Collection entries

****************

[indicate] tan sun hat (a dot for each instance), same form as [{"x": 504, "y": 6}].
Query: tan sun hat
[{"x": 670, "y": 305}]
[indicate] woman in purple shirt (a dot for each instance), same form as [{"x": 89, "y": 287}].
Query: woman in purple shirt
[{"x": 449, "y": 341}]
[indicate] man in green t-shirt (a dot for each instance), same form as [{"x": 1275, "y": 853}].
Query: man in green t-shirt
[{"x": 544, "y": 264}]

****************

### GOAL
Swap every "indicate" in the records for "mark" and write the lines out again, leaving everything else as it was.

### SOLUTION FOR THIS EXERCISE
[mark] tan sun hat (a dot for each instance), same form as [{"x": 504, "y": 6}].
Query: tan sun hat
[{"x": 670, "y": 305}]
[mark] woman in purple shirt (a dot for each instance), same form as [{"x": 89, "y": 287}].
Query: woman in purple shirt
[{"x": 449, "y": 341}]
[mark] man in green t-shirt (a dot for each instance), same form as [{"x": 1275, "y": 853}].
Query: man in green t-shirt
[{"x": 544, "y": 264}]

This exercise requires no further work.